__Text__:
+++

This American entrepreneur and conservationist is above all a lover of nature. In 1993, she married businessman Douglas Tompkins and together, they set out to create a network of National Parks in Patagonia, both in Chile and Argentina, pushing forward environmental conservation in the area.
After Douglas’ death in 2015, she has continued both their legacies, leading “Tompkins Conservation.” On January 29, 2018, Kristine McDivitt Tompkins and Michelle Bachelet, President of Chile, realized a promise they had made the year before: the donation of more than 400,000 hectares of preserved and restored Tompkin’s land in exchange for the government adding extra lands to create new parks. With this, Chilean National Park areas increased by almost 40%, thus expanding protected areas for pumas, condors, flamingos and endangered deer species.
Together with the existing parks, a network of 4.5 million hectares was established in the Chilean Patagonia, more than three times larger than the area of the American parks Yosemite and Yellowstone combined.

+++

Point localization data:

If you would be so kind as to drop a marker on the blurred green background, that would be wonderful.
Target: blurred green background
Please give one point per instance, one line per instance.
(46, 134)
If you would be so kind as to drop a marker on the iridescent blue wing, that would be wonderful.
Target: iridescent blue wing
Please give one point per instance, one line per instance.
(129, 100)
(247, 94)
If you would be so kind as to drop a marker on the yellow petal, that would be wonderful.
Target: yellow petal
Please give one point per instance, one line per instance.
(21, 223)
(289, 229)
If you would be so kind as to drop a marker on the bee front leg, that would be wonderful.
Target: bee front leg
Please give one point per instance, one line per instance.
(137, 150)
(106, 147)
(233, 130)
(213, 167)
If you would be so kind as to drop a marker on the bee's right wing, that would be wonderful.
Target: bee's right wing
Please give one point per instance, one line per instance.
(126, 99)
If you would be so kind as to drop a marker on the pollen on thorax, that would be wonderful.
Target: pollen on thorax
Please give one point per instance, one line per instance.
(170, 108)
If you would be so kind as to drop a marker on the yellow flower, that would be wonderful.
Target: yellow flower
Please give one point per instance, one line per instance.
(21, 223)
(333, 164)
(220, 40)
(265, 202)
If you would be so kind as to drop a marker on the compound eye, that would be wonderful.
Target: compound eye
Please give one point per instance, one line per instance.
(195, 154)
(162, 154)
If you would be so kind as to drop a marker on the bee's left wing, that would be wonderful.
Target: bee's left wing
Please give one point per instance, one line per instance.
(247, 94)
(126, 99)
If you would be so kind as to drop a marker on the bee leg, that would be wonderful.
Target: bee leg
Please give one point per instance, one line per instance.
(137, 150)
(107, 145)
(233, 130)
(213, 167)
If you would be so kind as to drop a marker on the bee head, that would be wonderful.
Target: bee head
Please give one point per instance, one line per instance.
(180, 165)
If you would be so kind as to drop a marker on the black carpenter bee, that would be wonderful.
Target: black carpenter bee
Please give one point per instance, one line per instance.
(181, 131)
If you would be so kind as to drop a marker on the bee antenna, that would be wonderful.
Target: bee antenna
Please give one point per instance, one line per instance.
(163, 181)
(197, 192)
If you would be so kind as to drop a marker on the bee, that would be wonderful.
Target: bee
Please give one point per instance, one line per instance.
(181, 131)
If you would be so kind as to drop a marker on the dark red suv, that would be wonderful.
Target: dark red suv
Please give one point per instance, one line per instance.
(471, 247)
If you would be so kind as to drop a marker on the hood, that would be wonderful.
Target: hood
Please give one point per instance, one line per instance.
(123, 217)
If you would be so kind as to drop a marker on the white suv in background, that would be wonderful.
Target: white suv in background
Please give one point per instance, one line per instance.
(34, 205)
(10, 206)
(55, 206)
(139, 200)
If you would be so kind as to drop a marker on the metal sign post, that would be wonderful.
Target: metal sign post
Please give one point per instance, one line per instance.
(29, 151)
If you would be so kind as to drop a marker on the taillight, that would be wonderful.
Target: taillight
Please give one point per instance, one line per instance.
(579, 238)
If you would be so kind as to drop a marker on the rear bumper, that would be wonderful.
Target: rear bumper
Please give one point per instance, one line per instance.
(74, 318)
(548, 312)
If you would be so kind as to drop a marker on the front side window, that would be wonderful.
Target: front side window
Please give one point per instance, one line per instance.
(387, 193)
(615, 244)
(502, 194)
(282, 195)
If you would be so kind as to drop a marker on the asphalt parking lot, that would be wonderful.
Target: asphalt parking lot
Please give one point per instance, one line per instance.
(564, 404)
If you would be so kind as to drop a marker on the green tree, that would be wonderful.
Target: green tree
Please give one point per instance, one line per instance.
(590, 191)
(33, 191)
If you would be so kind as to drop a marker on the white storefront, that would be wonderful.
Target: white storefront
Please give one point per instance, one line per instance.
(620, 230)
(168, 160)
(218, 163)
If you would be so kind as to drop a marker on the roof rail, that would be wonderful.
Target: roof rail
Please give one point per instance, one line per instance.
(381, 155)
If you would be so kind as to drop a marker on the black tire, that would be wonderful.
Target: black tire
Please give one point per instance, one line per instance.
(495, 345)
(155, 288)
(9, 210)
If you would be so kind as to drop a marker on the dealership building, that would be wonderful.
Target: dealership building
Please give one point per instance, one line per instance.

+++

__Explore the material__:
(a) Please write out the stretch of the Tompkins conservation text from "This American entrepreneur" through "endangered deer species.", swapping "condors" for "eagles".
(b) According to the Tompkins conservation text, by how much did Chilean National Park areas increase after the donation?

__Responses__:
(a)
This American entrepreneur and conservationist is above all a lover of nature. In 1993, she married businessman Douglas Tompkins and together, they set out to create a network of National Parks in Patagonia, both in Chile and Argentina, pushing forward environmental conservation in the area.
After Douglas’ death in 2015, she has continued both their legacies, leading “Tompkins Conservation.” On January 29, 2018, Kristine McDivitt Tompkins and Michelle Bachelet, President of Chile, realized a promise they had made the year before: the donation of more than 400,000 hectares of preserved and restored Tompkin’s land in exchange for the government adding extra lands to create new parks. With this, Chilean National Park areas increased by almost 40%, thus expanding protected areas for pumas, eagles, flamingos and endangered deer species.

(b) By almost 40%.